### PROBLEM REQUIREMENTS:
Reproduce nothing but the lines from the one containing "Where is the heart-shaped" to the end of the records below, each exactly as written.

### SUPPLIED RECORDS:
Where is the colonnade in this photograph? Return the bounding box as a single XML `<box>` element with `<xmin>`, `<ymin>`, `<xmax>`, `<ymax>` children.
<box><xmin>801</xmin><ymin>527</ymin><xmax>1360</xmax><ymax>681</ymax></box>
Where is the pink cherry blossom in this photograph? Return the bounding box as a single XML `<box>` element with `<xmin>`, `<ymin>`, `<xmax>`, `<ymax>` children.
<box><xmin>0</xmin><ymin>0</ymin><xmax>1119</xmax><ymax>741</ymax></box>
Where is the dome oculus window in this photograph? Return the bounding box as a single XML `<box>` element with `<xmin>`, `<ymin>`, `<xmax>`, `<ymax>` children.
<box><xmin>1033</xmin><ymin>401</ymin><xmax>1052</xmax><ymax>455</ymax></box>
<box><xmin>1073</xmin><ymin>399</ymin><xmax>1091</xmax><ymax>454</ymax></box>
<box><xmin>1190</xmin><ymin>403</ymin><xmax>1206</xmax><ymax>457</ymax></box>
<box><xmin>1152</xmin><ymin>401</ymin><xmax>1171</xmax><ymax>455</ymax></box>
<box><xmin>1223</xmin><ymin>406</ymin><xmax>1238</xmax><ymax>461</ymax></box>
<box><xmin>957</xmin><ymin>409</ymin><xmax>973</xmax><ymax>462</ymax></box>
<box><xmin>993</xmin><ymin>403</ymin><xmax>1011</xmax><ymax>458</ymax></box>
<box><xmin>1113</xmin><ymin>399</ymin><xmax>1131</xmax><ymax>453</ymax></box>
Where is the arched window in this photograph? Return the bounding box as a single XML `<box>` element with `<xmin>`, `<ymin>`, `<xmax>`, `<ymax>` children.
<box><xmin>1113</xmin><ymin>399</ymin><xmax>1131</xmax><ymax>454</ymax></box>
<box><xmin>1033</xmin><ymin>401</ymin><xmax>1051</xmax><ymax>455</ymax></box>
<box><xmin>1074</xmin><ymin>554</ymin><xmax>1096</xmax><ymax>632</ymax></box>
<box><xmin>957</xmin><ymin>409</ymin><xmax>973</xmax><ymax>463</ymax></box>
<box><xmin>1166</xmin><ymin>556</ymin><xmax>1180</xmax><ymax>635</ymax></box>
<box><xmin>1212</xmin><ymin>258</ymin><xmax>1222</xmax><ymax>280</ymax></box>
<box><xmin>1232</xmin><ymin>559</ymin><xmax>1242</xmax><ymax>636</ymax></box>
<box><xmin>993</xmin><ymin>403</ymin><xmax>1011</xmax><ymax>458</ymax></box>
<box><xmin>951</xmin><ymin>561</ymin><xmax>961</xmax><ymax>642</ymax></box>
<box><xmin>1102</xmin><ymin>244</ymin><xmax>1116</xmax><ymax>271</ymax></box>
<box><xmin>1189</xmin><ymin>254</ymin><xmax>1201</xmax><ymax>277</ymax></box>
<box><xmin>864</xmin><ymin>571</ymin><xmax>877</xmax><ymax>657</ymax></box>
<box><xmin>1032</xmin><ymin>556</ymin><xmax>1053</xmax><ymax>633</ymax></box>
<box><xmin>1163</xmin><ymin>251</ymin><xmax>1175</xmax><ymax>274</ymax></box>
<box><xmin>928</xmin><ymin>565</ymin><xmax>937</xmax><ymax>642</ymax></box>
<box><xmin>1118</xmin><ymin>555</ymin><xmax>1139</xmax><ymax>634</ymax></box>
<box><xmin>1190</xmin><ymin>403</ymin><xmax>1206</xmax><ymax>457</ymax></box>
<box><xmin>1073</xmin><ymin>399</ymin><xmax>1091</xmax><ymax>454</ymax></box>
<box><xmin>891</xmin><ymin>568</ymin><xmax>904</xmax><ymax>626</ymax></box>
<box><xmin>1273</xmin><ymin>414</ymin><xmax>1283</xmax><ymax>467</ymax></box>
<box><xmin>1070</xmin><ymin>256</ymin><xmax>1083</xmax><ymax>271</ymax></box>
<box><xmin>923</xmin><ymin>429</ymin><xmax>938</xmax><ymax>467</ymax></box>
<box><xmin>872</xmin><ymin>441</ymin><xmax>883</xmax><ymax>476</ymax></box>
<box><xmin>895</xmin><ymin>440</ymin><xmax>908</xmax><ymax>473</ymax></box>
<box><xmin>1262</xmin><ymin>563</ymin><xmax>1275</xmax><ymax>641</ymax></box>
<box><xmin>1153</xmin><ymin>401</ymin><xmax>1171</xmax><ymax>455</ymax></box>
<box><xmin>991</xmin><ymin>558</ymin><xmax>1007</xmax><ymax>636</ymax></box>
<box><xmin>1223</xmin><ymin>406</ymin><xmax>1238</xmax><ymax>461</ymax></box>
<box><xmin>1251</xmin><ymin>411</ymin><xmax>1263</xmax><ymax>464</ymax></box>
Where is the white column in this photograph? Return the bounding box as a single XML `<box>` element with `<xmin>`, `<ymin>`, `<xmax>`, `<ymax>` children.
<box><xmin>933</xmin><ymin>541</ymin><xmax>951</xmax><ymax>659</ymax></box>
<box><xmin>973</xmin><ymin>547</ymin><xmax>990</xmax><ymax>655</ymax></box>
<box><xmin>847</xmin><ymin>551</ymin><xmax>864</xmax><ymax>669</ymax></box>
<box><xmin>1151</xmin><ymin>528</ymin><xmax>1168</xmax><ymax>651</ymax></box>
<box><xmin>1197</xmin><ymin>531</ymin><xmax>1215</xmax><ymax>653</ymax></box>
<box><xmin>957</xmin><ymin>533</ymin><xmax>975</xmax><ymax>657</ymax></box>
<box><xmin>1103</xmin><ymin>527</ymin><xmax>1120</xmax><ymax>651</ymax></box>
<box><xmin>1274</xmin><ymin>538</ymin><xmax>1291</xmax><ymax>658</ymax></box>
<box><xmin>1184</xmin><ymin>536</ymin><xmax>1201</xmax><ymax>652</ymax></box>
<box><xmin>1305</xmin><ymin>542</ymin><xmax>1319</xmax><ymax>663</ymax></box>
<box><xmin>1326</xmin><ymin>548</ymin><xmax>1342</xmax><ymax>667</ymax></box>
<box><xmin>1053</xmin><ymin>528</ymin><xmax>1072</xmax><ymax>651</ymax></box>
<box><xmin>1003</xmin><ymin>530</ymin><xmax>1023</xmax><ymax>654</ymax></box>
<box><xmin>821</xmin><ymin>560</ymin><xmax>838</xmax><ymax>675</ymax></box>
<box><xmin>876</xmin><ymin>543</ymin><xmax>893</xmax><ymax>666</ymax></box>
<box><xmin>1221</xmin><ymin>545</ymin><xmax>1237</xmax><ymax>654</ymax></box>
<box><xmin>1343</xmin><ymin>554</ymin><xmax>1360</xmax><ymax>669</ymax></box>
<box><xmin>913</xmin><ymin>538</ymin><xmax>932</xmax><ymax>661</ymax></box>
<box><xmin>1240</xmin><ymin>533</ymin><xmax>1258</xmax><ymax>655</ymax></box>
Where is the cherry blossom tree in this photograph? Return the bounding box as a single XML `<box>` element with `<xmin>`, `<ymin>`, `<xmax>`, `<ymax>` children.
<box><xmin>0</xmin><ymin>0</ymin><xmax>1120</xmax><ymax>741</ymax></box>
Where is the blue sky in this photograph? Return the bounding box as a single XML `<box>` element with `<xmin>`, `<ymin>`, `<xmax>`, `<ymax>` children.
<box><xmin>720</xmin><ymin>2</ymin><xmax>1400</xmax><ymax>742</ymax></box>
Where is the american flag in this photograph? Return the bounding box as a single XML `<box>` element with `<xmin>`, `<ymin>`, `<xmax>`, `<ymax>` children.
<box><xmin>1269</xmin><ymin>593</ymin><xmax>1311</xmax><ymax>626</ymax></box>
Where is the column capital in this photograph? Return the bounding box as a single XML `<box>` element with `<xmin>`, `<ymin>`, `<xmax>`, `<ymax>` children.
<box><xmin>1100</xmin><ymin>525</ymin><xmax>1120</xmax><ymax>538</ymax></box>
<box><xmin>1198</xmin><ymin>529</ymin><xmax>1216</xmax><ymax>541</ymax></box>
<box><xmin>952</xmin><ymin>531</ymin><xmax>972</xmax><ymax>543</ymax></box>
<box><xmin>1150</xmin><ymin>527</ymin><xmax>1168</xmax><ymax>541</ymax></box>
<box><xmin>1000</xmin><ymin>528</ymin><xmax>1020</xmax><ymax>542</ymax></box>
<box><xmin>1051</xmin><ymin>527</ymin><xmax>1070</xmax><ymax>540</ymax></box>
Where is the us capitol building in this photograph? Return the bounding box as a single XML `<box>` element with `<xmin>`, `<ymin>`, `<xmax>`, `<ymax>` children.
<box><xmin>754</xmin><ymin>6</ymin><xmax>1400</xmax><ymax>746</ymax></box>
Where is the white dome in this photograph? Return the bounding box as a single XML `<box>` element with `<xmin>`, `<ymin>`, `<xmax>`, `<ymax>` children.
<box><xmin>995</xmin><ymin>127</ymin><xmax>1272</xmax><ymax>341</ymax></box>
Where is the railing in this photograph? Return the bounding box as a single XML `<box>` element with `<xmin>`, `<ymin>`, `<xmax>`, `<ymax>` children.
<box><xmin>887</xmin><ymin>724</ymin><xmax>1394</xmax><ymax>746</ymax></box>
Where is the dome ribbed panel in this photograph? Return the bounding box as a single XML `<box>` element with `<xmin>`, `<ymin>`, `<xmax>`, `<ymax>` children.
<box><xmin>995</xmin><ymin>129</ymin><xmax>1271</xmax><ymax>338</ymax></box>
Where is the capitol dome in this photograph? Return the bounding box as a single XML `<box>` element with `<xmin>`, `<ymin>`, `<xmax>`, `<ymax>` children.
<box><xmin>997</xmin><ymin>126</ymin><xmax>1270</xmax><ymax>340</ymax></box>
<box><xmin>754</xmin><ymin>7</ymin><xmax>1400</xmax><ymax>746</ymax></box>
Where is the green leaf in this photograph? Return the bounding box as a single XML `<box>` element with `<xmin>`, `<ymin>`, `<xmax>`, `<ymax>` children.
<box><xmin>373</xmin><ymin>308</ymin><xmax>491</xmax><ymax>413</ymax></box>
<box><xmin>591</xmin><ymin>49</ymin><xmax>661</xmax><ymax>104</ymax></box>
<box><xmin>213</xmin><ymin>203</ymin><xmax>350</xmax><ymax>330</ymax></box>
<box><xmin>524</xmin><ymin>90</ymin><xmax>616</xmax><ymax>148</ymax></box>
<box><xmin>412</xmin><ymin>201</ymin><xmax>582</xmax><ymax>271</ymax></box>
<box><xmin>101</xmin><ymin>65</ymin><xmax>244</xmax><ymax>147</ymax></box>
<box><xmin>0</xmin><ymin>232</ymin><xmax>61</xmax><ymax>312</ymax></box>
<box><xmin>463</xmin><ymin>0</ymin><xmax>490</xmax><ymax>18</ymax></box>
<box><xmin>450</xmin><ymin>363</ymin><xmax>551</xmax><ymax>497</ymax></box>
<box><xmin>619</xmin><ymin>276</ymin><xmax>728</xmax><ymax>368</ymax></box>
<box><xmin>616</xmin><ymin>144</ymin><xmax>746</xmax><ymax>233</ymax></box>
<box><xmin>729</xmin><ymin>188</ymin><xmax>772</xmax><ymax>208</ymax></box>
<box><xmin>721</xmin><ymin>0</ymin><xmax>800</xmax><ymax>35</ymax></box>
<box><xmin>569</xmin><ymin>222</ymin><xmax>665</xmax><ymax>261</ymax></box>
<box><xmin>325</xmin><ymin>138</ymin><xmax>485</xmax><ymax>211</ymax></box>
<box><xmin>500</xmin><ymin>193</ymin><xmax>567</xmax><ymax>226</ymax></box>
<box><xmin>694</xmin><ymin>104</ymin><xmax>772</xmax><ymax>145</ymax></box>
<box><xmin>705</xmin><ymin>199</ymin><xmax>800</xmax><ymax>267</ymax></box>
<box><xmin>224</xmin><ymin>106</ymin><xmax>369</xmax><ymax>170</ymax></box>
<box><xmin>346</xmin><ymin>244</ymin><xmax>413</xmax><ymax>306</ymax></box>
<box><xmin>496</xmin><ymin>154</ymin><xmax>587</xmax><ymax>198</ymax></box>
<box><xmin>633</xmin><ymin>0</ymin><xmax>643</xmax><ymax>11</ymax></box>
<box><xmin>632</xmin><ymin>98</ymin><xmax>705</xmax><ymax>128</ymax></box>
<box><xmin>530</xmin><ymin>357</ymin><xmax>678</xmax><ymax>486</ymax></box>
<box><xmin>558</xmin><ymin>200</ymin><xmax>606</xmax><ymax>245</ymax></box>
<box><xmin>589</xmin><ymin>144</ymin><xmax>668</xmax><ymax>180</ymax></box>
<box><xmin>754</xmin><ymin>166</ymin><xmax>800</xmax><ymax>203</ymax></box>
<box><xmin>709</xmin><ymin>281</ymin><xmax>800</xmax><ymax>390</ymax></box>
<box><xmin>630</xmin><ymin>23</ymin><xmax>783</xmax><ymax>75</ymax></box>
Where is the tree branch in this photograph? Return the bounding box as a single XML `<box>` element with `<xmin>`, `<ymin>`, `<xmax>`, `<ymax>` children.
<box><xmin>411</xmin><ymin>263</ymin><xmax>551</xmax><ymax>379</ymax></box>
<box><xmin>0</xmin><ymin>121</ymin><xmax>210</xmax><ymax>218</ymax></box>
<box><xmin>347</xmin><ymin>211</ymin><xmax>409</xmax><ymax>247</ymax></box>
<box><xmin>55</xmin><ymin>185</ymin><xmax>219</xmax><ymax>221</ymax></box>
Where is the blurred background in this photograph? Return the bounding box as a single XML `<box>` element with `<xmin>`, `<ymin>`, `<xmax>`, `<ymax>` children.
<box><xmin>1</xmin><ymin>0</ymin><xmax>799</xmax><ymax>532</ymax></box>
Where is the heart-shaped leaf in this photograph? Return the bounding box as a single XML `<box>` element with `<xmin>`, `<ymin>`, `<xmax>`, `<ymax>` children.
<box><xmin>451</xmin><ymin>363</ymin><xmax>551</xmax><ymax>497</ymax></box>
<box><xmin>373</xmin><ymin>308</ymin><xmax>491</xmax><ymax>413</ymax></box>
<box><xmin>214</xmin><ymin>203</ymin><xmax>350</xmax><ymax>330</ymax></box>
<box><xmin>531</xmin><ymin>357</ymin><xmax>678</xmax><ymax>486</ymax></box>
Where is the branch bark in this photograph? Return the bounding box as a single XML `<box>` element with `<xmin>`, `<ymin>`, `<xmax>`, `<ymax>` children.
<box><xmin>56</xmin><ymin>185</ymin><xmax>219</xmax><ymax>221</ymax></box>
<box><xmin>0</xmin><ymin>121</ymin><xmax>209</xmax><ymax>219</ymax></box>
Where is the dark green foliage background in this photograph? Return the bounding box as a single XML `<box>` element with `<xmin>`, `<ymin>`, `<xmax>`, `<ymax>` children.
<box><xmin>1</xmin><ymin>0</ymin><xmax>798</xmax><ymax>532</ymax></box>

### RESPONSE AREA:
Where is the heart-shaped leaf in this photograph? Return the bounding box as a single XML `<box>` element with `<xmin>`, `<ymin>`, `<xmax>`, `<ymax>` children.
<box><xmin>451</xmin><ymin>363</ymin><xmax>551</xmax><ymax>497</ymax></box>
<box><xmin>373</xmin><ymin>308</ymin><xmax>491</xmax><ymax>413</ymax></box>
<box><xmin>214</xmin><ymin>203</ymin><xmax>350</xmax><ymax>330</ymax></box>
<box><xmin>531</xmin><ymin>357</ymin><xmax>678</xmax><ymax>486</ymax></box>
Where is the branch bark in this photograph? Return the bounding box as a single XML `<box>` element with `<xmin>`, `<ymin>`, `<xmax>`, `<ymax>` children.
<box><xmin>56</xmin><ymin>185</ymin><xmax>219</xmax><ymax>221</ymax></box>
<box><xmin>0</xmin><ymin>121</ymin><xmax>209</xmax><ymax>219</ymax></box>
Where is the dark green foliage background in this photograph? Return the bounding box as a single XML `<box>` element with `<xmin>`, `<ymin>`, `<xmax>`, `<ymax>` children.
<box><xmin>1</xmin><ymin>0</ymin><xmax>798</xmax><ymax>532</ymax></box>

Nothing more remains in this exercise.